_AIM OF THE EXERCISE_: Please repeat the listing below exactly, but do not include its pictures.

_INFORMATION SHOWN_:
╔══
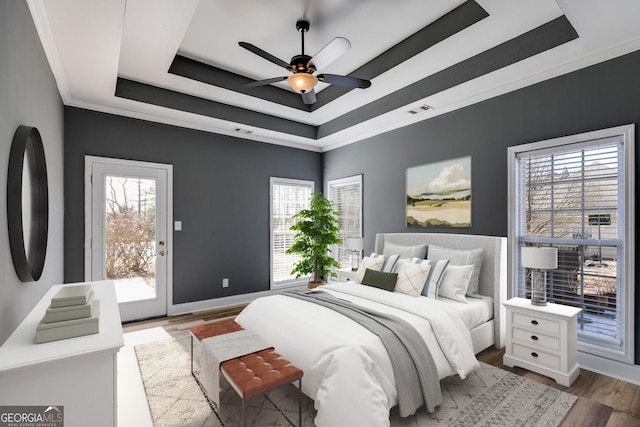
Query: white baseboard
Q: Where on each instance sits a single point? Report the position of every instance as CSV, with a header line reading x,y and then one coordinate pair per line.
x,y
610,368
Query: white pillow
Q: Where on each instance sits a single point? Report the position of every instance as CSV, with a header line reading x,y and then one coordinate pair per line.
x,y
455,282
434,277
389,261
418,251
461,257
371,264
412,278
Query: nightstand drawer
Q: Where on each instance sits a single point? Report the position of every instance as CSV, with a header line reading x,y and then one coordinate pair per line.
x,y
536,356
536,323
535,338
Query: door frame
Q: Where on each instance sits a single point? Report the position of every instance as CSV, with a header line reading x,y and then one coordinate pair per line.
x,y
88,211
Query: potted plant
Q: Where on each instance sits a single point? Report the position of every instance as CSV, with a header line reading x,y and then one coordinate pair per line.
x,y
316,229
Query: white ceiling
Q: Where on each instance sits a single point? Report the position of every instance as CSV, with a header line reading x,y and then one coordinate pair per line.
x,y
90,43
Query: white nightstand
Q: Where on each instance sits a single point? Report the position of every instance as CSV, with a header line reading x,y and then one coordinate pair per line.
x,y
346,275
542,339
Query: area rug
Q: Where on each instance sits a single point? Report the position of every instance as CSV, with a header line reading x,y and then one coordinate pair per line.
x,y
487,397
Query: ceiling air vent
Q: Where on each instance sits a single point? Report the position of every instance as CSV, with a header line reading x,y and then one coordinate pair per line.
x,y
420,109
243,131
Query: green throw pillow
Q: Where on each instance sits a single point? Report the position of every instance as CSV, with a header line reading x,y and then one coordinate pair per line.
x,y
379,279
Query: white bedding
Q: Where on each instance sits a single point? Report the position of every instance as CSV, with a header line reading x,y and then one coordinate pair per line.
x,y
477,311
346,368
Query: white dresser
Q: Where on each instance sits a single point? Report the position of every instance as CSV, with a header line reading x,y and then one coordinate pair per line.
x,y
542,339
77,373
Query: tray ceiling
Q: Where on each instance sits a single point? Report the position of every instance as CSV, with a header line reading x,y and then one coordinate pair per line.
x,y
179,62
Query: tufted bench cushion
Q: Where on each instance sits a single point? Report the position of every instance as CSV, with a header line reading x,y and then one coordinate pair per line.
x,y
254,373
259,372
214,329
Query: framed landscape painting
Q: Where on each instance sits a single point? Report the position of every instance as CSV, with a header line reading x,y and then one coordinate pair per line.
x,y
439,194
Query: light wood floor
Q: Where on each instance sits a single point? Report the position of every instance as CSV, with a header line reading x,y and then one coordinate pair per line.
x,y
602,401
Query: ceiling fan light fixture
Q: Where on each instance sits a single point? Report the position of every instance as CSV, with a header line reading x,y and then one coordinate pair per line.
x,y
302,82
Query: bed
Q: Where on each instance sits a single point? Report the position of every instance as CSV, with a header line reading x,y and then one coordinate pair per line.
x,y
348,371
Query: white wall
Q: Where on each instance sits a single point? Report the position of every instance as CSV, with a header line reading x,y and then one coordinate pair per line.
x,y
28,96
╚══
_EXERCISE ANSWER_:
Query: white baseboard
Q: Where on each instance sits a single point? Report the position of every instance as CSV, with a header line reading x,y and then one coordinate pair per line.
x,y
610,368
Query: white pillow
Q: Where on each instance sits a single point? Report the position of every instance as CSV, with a header line reading x,y and then one coordinate pair per line.
x,y
455,282
434,277
389,261
418,251
461,257
371,264
412,278
Query: nightstand drawer
Q: Where on each instance sits a single point? Report the position of every instance as CSV, with a header line reading x,y and then one coordinate pair per line.
x,y
536,356
536,323
535,338
Query: door frame
Q: Where on each instance sits a single point? Report the position of every instance as CSV, with a header line reading x,y and then one coordinate pair per line.
x,y
88,211
Query: potted plant
Q: Where on each instance sits a single point? Report the position of every instance as CSV, with a header line reading x,y and then one coordinate pair per line.
x,y
316,229
Query: white ceiling
Q: Where on each instance sits a single point? Report the position of every instance as CSV, with a header line reading x,y and then one coordinate pair per line.
x,y
90,43
Query: white nightstand
Q: Where on each instance sits a single point? Report the position of every instance as CSV, with a header line reading x,y and then one coordinate pair per line.
x,y
346,275
542,339
Query: area rug
Q: Where on each instance sits a single point? Report the position of every instance as CSV, with a header line reading x,y and then one coordinate pair per line.
x,y
487,397
Query: ceiling air vent
Q: Where on each instance sits a single point? Report the position of every instance as CSV, with a header line reading x,y and then one coordinate pair per line.
x,y
420,109
243,131
Query: green throw pillow
Q: Where on each instance sits a single point? Report the position of every instance as CSV, with a header line reading x,y and then one coordinate pair per line.
x,y
379,279
Query: white bedding
Q: Where on each instance sits a single point? Report the position of every instance as CSV, with a header line reading x,y and then one coordinate pair per line.
x,y
477,311
346,368
Query: white dresser
Q: Where on each instance sits a single point? Report the position of every instance as CSV, with a header line reading x,y and then one coordinate pair per line.
x,y
542,339
77,373
Query: tray ceiling
Q: Where on each instance sits a single point? Report the position of every instance as CSV, with a header line reading x,y and then one coordinate pair per line.
x,y
179,62
Query: tufted bench cushion
Q: Where on each instance sits a single point? Report the position of every instance as CSV, with a header line reading x,y and then one coordinate pair per line.
x,y
254,373
259,372
214,329
Query: framed landscape painting
Q: Where on each instance sits a single point? Report the position of every instance as CSV, with a header line reading x,y and then one coordinate pair per line.
x,y
439,194
Query: light wood floor
Q: Where on each instance sits a single point? Report the position of every instance as CSV, with a header line reading x,y and then one coordinate pair per line.
x,y
602,401
Query: ceiling fan light fixture
Q: Where on each instance sits a single point? Report the position of every instance as CSV, with a header line reading x,y and then one coordinate pair per line.
x,y
302,82
Query: bed
Q: Where on each instance sits a single point? Report the position of every instance as CSV, with a header line reading x,y and then one coordinate pair per line.
x,y
348,371
Query: white wall
Q: Where on each instance sits a single point? Report the position of every instance as CSV, with a header line reading x,y and then one coordinate pair per line.
x,y
28,96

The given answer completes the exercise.